[Dataset records]

• • •

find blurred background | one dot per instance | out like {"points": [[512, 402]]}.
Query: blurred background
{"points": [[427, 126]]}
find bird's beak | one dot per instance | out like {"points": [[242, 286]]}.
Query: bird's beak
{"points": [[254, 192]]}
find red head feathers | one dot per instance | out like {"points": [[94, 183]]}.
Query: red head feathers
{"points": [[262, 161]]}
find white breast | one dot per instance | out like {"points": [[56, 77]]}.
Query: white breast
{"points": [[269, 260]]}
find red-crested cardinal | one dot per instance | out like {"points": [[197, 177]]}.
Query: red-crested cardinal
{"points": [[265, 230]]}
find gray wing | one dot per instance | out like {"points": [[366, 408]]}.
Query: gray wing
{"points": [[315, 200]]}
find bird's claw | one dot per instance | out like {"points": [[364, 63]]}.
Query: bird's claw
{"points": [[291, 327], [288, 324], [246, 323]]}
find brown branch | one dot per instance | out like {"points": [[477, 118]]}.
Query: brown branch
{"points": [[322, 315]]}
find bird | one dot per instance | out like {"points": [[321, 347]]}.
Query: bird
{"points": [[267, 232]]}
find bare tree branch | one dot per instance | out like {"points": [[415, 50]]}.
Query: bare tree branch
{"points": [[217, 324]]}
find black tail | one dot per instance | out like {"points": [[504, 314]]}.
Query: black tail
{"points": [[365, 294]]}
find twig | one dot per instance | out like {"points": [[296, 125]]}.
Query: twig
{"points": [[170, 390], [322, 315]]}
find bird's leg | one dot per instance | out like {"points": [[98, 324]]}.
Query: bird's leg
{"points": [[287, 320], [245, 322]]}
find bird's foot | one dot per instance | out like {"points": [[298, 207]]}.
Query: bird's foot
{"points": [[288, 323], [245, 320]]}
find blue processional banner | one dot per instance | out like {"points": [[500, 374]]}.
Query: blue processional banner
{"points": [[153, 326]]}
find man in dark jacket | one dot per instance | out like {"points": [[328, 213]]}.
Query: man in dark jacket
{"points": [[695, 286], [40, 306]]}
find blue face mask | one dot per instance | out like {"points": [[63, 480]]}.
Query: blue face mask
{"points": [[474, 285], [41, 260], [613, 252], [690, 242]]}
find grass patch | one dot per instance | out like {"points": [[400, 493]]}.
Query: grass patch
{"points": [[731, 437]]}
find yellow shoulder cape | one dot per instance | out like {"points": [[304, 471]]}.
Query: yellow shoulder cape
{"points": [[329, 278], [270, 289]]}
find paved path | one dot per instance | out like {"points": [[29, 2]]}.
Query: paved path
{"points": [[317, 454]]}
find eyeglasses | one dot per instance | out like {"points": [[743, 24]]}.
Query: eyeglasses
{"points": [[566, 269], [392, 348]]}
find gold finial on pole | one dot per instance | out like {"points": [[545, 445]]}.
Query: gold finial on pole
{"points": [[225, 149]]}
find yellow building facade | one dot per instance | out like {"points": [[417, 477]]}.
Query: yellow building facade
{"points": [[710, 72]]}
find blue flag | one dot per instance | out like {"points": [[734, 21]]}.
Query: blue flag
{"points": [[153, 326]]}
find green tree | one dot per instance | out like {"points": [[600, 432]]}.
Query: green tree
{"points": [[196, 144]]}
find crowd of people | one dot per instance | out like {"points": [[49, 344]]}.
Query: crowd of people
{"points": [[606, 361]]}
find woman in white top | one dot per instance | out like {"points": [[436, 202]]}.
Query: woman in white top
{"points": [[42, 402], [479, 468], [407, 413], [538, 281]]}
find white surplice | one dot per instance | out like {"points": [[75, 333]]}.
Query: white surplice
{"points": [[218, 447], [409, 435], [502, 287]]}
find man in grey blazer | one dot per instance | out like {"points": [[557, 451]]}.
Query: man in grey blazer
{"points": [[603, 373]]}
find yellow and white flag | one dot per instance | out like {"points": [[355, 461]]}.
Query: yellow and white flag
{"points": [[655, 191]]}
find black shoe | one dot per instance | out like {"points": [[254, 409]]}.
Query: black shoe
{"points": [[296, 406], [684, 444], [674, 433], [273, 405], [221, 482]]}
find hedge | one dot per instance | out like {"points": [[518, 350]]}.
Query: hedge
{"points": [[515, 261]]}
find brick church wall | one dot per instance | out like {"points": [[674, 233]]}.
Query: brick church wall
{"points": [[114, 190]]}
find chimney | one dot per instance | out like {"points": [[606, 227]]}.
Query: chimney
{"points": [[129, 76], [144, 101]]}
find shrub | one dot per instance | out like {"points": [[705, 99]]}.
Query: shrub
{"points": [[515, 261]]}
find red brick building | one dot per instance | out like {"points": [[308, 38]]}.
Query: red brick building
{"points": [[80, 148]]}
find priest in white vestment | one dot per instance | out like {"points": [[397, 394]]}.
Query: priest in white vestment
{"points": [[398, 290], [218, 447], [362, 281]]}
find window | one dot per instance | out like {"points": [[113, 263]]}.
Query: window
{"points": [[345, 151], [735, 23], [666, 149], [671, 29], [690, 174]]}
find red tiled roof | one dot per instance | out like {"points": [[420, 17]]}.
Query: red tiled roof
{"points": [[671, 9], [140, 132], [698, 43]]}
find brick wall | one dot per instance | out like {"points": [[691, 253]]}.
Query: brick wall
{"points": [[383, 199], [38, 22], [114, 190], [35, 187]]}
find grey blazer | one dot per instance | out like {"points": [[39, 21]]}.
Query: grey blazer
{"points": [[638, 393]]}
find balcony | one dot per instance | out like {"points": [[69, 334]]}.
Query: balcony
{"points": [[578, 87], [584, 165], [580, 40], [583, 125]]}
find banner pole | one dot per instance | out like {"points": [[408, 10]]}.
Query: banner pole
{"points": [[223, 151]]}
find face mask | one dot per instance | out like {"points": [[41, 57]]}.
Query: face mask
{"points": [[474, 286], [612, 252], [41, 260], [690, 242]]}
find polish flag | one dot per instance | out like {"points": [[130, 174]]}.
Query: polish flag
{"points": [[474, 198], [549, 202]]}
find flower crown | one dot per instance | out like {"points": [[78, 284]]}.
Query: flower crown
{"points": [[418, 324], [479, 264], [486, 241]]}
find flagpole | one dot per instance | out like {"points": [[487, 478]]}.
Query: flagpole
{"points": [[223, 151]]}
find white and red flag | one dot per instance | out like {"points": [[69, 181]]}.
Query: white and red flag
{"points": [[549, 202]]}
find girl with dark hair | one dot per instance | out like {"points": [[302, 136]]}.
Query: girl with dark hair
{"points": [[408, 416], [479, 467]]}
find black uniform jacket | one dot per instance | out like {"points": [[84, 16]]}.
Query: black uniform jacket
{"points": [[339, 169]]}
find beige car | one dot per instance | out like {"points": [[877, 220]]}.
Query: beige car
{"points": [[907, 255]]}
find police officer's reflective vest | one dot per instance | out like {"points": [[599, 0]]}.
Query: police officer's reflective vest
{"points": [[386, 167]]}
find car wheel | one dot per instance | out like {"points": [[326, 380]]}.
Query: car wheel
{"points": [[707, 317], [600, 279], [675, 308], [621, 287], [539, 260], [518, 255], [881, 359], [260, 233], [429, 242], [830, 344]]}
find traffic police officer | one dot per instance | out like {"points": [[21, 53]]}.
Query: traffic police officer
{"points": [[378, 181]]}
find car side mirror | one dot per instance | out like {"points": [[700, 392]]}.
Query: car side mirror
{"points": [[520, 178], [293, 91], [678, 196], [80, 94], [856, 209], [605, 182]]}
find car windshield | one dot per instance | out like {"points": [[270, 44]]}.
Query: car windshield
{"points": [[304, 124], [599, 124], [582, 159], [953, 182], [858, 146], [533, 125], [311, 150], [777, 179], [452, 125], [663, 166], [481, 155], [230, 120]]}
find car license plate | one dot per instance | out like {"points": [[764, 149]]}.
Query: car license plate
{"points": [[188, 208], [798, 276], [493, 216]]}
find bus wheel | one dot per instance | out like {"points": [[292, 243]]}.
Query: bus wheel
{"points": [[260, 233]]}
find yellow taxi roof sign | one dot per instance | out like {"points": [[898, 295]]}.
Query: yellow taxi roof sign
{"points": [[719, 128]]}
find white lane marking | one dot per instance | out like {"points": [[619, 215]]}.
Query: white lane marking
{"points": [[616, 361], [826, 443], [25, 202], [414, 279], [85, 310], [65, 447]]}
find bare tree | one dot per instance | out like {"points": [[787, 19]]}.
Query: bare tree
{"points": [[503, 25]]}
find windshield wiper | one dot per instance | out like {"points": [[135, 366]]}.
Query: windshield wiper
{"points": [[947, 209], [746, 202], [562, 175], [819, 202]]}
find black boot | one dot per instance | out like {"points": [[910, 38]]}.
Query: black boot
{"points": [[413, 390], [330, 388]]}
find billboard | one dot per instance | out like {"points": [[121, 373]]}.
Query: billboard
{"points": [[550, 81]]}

• • •

» **Work instructions**: Return the line that contains "find car windshield" and all lines after it, verbatim, and nothing else.

» **Response to this exercise**:
find car windshield | one dot per instance | out like {"points": [[270, 44]]}.
Query: car windshield
{"points": [[304, 124], [599, 124], [582, 159], [953, 182], [858, 146], [533, 125], [311, 150], [777, 179], [452, 125], [663, 166], [481, 155], [230, 120]]}
find car license plate | one dot per instance | out like {"points": [[764, 149]]}.
Query: car license plate
{"points": [[188, 208], [798, 276], [493, 216]]}
find bus wheel | one dot per instance | out like {"points": [[292, 243]]}.
Query: bus wheel
{"points": [[260, 233]]}
find yellow taxi roof sign | one dot per instance | out like {"points": [[898, 295]]}.
Query: yellow taxi roof sign
{"points": [[719, 128]]}
find white lane marking | one dot per instance | out like {"points": [[619, 215]]}.
Query: white lane marking
{"points": [[616, 361], [826, 443], [25, 202], [414, 279], [85, 310], [65, 447]]}
find bare tree | one dot per instance | out like {"points": [[787, 19]]}.
Query: bare tree
{"points": [[503, 25]]}
find windshield wiper | one dot per instance | out like {"points": [[135, 366]]}.
Query: windshield wiper
{"points": [[947, 209], [746, 202], [562, 175], [819, 202]]}
find black boot | one dot per instance | out like {"points": [[910, 38]]}.
Query: black boot
{"points": [[413, 390], [330, 388]]}
find billboard | one dot per instance | out like {"points": [[121, 373]]}.
Query: billboard
{"points": [[550, 81]]}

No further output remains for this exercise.